Short task:
From the passage below, list every activity that it says "we" are always doing.

Text provided:
━━━━━━

Keeping Up With the Joneses
It all goes back to our pride, but we have to look like we have it all together, even though we’re probably an emotional wreck. Yes, I wear expensive clothes. Yes, I have a fancy car. Yes, I buy Apple because they cost more than PC. Yes, my Daddy’s rich and pays for my college. Yes, yes, yes. Is my economic status impressing you? Because it should be.
We always have to have the latest and greatest new product, no matter how useless and overly priced it may be. Sure, we could have found a cheaper brand for $5, but this was has a name attached to it, and it cost me $50!
Maybe it looks like we have money, but we really don’t. We have plastic and we have PayPal, the things that have done more damage to our economy than anything else in history. When we see something we want, we can’t wait. My generation has no patience. We must have it now, not at the end of the month when we get our paycheck. We know we can always buy it on credit and pay it back later or, better yet, use the credit card our parents pay off.
We want you to be impressed with the size of our house. We want you to be impressed with the things we can afford. And, in reality, you probably are. But you aren’t impressed with us as a person, and that’s what our human nature truly craves. But how can you be impressed with us as a person if we act so superficial towards you?
Constant Occupation
Do we look busy enough to you? In the same way we feel we must always make someone laugh, we also feel the urge to constantly look busy. We’re always texting, always in a rush to get back to the dorm to check our Facebook and email, always calling someone, always doing homework, always doing something. If we sit back in silence and let our minds wander, we might actually realize how messed up and far from God our lives have become.

━━━━━━

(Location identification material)
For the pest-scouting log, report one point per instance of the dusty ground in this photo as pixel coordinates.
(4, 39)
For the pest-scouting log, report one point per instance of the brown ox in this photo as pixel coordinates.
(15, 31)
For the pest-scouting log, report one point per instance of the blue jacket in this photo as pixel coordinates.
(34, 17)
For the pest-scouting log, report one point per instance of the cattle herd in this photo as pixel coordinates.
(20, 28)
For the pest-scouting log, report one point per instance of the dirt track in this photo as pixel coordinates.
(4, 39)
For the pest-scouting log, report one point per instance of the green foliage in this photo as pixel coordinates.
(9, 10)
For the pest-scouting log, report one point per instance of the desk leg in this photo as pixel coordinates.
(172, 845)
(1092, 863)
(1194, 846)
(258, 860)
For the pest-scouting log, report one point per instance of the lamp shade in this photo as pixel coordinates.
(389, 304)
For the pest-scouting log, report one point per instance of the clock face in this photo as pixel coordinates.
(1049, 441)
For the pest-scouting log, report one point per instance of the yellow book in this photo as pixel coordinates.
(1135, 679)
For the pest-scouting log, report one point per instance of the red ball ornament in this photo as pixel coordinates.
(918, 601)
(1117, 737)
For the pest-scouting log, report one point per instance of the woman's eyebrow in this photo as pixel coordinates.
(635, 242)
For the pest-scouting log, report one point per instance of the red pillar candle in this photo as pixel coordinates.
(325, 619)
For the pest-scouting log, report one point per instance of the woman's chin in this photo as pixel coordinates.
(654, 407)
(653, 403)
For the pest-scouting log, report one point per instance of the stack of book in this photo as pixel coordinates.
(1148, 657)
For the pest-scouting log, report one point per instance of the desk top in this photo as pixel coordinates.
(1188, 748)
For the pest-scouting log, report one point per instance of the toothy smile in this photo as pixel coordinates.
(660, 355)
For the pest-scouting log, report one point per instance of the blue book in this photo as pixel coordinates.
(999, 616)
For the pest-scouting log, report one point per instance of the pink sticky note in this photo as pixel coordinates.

━━━━━━

Worked answer:
- Texting
- Rushing to get back to the dorm to check Facebook and email
- Calling someone
- Doing homework
- Doing something